SUPPLIED RECORDS START

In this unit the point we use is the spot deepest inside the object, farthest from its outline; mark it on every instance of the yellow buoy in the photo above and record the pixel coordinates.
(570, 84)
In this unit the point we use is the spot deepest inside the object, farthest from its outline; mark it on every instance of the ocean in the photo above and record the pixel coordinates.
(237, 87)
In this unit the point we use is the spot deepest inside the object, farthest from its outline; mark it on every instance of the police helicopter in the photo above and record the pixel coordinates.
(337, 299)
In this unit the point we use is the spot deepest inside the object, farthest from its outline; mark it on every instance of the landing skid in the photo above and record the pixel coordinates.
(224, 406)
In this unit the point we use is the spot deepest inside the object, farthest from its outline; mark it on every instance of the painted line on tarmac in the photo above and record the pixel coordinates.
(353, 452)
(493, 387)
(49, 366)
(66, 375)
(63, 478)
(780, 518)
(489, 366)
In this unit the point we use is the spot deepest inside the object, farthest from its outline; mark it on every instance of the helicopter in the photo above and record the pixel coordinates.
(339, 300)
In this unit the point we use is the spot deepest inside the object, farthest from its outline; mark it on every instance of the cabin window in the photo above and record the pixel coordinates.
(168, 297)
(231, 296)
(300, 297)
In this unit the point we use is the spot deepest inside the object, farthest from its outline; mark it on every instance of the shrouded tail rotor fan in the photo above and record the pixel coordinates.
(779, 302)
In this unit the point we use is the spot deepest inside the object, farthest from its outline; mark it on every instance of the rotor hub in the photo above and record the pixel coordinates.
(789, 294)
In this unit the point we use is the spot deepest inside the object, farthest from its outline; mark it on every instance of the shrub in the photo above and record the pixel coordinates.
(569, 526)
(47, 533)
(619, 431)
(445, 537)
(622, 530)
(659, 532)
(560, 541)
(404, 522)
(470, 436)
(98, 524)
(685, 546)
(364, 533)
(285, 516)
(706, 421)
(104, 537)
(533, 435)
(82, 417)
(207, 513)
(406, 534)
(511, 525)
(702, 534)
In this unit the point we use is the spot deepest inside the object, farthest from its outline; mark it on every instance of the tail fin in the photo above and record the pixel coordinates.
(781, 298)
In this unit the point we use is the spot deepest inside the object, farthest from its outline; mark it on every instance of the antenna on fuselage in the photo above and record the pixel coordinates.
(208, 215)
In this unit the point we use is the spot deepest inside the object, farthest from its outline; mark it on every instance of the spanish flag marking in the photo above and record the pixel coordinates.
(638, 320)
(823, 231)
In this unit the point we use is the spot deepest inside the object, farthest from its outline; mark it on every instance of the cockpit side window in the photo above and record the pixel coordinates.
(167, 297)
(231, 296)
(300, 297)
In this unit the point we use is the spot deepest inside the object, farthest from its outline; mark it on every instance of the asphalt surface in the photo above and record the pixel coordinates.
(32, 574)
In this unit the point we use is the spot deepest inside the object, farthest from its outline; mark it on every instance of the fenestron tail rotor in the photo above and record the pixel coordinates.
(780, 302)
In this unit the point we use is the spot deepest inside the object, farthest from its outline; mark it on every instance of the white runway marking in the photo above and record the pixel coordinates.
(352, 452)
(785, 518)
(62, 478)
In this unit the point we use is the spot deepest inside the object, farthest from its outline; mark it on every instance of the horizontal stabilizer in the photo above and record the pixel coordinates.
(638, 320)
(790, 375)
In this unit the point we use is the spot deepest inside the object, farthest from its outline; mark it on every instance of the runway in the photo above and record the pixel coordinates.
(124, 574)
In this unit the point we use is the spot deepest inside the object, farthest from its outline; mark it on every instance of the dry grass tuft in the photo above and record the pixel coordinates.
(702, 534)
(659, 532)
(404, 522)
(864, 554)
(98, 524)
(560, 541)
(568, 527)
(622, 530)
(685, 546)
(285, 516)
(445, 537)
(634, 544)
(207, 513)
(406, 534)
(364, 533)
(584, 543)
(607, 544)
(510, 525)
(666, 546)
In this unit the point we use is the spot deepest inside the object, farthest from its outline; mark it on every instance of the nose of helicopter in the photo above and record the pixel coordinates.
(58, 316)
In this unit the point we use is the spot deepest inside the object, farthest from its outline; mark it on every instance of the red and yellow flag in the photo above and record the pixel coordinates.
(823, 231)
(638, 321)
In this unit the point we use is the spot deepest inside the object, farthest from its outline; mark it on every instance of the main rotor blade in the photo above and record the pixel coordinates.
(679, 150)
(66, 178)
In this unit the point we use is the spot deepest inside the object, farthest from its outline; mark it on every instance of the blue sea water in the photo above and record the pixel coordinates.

SUPPLIED RECORDS END

→ **WHAT YOU SHOULD DO**: Make an exact transcription of all the records.

→ **OUTPUT FOR THIS EXERCISE**:
In this unit the point we use is the spot deepest inside the object, farthest from its outline; mark it on every instance of the yellow buoy in the photo above and record the pixel coordinates.
(570, 84)
In this unit the point we use is the spot deepest inside the object, farthest from its outline; mark it on every instance of the ocean in the photo above and record the pixel coordinates.
(237, 87)
In this unit the point we use is the spot deepest inside the object, farthest from its outline; mark it on every instance of the police helicopter in the photo above and record the pixel coordinates.
(337, 299)
In this unit the point we use is the spot deepest inside the object, farthest from its outline; mark it on every instance of the landing skid in the photo above and record the pixel coordinates.
(224, 406)
In this unit the point we use is the spot deepest inside the object, farthest from its outline; mark it on every instance of the painted line on tarmac in the photo above and record the pixel coordinates.
(353, 452)
(493, 387)
(49, 366)
(66, 375)
(63, 478)
(780, 518)
(489, 366)
In this unit the point we use is the spot deepest inside the object, farthest from its outline; mark it on every instance of the helicopter in the photo above and record the pixel coordinates.
(339, 300)
In this unit the point we use is the spot deepest inside the object, farthest from its outline; mark it on every instance of the cabin window in the photo above and record the pixel coordinates.
(168, 297)
(231, 296)
(300, 297)
In this unit the point we use is the spot deepest inside the object, farthest from its outline; mark it on every instance of the shrouded tail rotor fan in the photo above and record the pixel coordinates.
(779, 302)
In this unit the point we use is the spot deepest inside the object, farthest from its outline; mark it on every instance of the rotor hub in the photo above and record the pixel coordinates.
(789, 294)
In this unit the point we use is the spot deepest inside the object, farthest from its outline; mark it on every instance of the shrub in the photo above and record the pixel coordinates.
(569, 526)
(47, 533)
(619, 431)
(445, 537)
(622, 530)
(659, 532)
(560, 541)
(404, 522)
(470, 436)
(98, 524)
(685, 546)
(364, 533)
(285, 516)
(706, 421)
(104, 537)
(533, 435)
(82, 417)
(207, 513)
(406, 534)
(511, 525)
(702, 534)
In this unit the point we use is the spot deepest inside the object, farthest from its outline; mark it on every instance of the tail fin in the photo above and record the pixel coordinates.
(781, 298)
In this unit the point we use is the spot deepest inside the object, farthest from its outline; mark it on every instance of the antenna on fuselage in the photo above and record the pixel coordinates.
(208, 215)
In this unit the point we use is the spot deepest inside the object, farthest from its outline; mark it on every instance of the spanish flag marking in the photo above and record the pixel coordinates.
(638, 320)
(823, 231)
In this unit the point we use is the spot deepest inside the object, farthest from its outline; mark it on every instance of the cockpit side window in the photo above and record the pixel coordinates.
(167, 297)
(231, 296)
(300, 297)
In this unit the point we use is the spot deepest inside the object, farthest from its outline; mark it on every instance of the asphalt surface in the photo above and record the pixel coordinates.
(32, 574)
In this unit the point we use is the spot deepest inside the object, farthest from its outline; mark it on every instance of the fenestron tail rotor in the photo above and record the pixel coordinates.
(780, 302)
In this unit the point we use is the spot deepest inside the object, farthest from its outline; mark it on every instance of the white runway marking in the photo above and record the pixel coordinates.
(352, 452)
(785, 518)
(62, 478)
In this unit the point we use is the spot deepest inside the object, farthest from its outline; mark it on every instance of the horizontal stabilizer in the photo above and record the pixel coordinates.
(638, 320)
(790, 375)
In this unit the point we use is the spot deepest inside the object, farthest from its outline; mark it on every instance of the runway in the photo above and record the pixel coordinates.
(124, 574)
In this unit the point we use is the spot deepest inside the object, farthest from its outline; mark it on every instance of the dry grass tuft in the photo above and record the pixel coordinates.
(702, 534)
(659, 532)
(404, 522)
(864, 554)
(98, 524)
(560, 541)
(568, 527)
(622, 530)
(685, 546)
(285, 516)
(445, 537)
(634, 544)
(207, 513)
(406, 534)
(364, 533)
(584, 543)
(607, 544)
(510, 525)
(666, 546)
In this unit the point we use is the spot deepest inside the object, farthest from its outline; mark it on every instance of the nose of helicopter in the photo above and record the pixel coordinates.
(58, 316)
In this unit the point we use is the spot deepest inside the object, farthest from its outline; mark it on every instance of the red and yellow flag in the photo above and record the pixel coordinates.
(823, 231)
(638, 321)
In this unit the point we use is the spot deepest inside the object, farthest from its outline; mark it on every instance of the main rotor blade in the photo above and record the pixel coordinates.
(679, 150)
(66, 178)
In this unit the point we use is the spot deepest inside the object, farthest from its outline; mark it on every instance of the blue sea water in the photo above and record the pixel coordinates.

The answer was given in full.